— Task goal —
Give the entries again exactly, without pictures.

[Image-grounded pointing data]
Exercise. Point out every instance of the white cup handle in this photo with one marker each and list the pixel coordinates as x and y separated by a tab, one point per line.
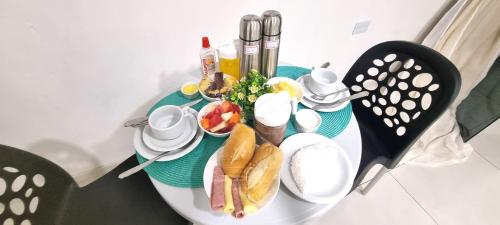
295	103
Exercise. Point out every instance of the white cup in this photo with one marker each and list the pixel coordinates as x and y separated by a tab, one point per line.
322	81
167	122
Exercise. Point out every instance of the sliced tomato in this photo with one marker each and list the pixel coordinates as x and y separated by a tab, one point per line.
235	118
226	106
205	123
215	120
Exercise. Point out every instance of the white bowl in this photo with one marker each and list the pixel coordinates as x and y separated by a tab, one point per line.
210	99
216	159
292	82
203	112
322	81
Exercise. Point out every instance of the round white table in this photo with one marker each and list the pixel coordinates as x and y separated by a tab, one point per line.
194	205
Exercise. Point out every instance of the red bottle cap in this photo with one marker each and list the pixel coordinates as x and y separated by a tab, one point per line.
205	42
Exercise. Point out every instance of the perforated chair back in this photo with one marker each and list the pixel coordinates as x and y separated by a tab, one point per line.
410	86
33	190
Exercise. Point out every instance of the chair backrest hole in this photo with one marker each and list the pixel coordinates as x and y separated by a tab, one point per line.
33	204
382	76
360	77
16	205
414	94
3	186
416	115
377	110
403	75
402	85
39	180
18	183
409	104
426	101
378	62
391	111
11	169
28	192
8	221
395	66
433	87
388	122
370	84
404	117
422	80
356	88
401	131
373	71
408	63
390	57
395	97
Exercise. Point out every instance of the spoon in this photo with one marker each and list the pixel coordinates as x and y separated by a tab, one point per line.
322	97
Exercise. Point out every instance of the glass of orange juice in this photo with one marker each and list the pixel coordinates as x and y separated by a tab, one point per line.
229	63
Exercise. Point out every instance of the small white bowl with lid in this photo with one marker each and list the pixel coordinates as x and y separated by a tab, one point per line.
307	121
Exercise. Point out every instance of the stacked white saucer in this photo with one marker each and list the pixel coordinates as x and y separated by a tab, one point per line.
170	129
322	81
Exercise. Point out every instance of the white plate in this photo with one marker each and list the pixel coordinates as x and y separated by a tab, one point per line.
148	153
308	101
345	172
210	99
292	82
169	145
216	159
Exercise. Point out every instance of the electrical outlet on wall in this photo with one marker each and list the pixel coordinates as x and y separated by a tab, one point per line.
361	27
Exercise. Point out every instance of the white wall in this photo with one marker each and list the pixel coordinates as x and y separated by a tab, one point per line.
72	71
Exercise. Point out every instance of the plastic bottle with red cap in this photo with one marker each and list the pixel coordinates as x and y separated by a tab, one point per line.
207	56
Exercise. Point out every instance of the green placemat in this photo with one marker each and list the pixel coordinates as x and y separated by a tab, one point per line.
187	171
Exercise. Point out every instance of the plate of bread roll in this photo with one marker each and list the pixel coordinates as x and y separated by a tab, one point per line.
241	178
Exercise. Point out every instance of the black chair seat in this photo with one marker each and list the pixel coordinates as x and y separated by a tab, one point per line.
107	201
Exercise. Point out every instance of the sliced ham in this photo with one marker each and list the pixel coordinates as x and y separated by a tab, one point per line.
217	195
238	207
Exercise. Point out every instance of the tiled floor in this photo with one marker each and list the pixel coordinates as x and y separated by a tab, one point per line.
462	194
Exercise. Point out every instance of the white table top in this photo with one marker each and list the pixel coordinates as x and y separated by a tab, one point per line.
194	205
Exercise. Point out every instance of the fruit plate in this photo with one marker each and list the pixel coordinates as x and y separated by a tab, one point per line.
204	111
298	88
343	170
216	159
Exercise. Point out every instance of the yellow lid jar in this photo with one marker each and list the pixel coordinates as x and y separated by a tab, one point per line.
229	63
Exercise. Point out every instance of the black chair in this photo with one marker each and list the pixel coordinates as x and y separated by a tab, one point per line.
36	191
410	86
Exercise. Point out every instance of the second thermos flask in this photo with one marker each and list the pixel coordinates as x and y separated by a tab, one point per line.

— Answer to this task —
Exercise. Point out every instance of the white cup handle in this photo with one marker each and list the pixel coordinates as x and y separated by a tab, one point per line.
295	103
Exercise. Point out every instance of the white cup in this photo with one marker each and list the pixel coordinates as x and y separated by a tab, one point per line.
322	81
167	122
Exercise. Point out every instance of the sliced tomato in this photo with one marker each and list the pixel coordinates as x and y separated by a tab, one point per line.
235	118
226	106
205	123
215	120
Exercise. Point out every instance of the white bowl in this photo with one marker each and list the pixel coordinates as x and y separated by a tab, one point per line.
210	99
216	159
292	82
203	112
322	81
Exercise. Point out every instance of the round white table in this photo with one marker each and list the pixel coordinates as x and y separated by a tab, one point per line.
194	205
Exercise. Point out every instance of the red bottle cap in this photo with one marker each and list the pixel coordinates as x and y separated by a tab, one point per line.
205	42
Exercise. Point out every instance of the perforated chair back in this photo with one marker each and list the pixel coordinates as x and y separated by a tab, one point per line.
410	86
33	190
Exercise. Point out every instance of the chair backrest hole in this photo with one marker each and list the pixel coordinates as x and y separated by a tab, one point per line.
33	204
382	76
360	77
16	205
414	94
3	186
416	115
377	110
403	75
402	85
39	180
18	183
409	104
426	101
378	62
391	111
11	169
28	192
8	221
395	66
433	87
388	122
370	84
404	117
422	80
356	88
401	131
373	71
408	63
390	57
395	97
Exercise. Point out every instance of the spoon in this photo with one marker each and list the pixel coordinates as x and y separated by a tab, one point per line.
322	97
Exercise. Point out every instance of the glass of orange juice in this photo with one marker each and list the pixel coordinates as x and y separated by a tab, one point per line.
229	63
Exercise. Point out every instance of the small white bowl with lid in this photo with one marker each and list the pixel coordinates as x and y separated by a tab, one point per line.
307	121
Exercise. Point out every instance of the stacked white saucer in this photo with one marker each and list the pixel coordinates as x and y separated by a tab, one point per line.
170	129
322	81
Exercise. Point out every instance of the white plate in this photo with one marker each and list the pixel coordinates as x and y separated by a tab, one point per line.
148	153
308	101
345	172
210	99
292	82
169	145
216	159
Exercise. Point out every instance of the electrical outlet on wall in this photo with one marker each and list the pixel coordinates as x and y separated by a tab, one point per line.
361	27
Exercise. Point out every instance of the white wall in this photo with one marker each and list the pixel coordinates as x and y separated by a tab, one point per line.
72	71
Exercise. Point out every instance of the plastic bottle with red cap in this photo with one marker each and list the pixel coordinates as x and y separated by a tab, one point per line.
207	56
Exercise. Point out every instance of the green placemat in this photo with one marker each and list the pixel coordinates as x and y separated by a tab, one point per line.
187	171
Exercise. Point out every instance of the plate of bread roll in this photo with one marker each and list the pixel coordinates as x and y separated by a tab, one point per line.
241	178
Exercise. Point out every instance of the black chair seat in this photo with one marker each and list the pixel coordinates as x and y separated by a tab, one point per line.
107	201
Exercise. Point out every instance of the sliced ham in this photo with one marker each and list the pixel coordinates as x and y separated by a tab, one point per line.
217	195
238	207
Exercise. Point out every instance of the tiled floor in this photo with one marker each and list the pixel coordinates as x and y separated by a tab, one point per line.
462	194
Exercise. Point out every instance of the white table top in this photo with one marker each and list the pixel coordinates as x and y separated by a tab, one point per line.
194	205
Exercise. Point out every instance of the fruit plate in this photo with one marker each and list the pixel coordinates as x and y separated by a tab, one point per line.
204	111
298	88
343	170
216	159
Exercise. Point out every instance of the yellow lid jar in this photo with one marker each and list the pixel coordinates as x and y separated by a tab, one point per line.
229	63
Exercise. Point out every instance of the black chair in this photo with one marker each and list the pixel coordinates as x and y separated by a tab, one point per line.
36	191
410	86
Exercise. Point out every instance of the second thermos flask in this photo with one marker each and list the pixel coordinates as x and y separated by a tab, one point per line.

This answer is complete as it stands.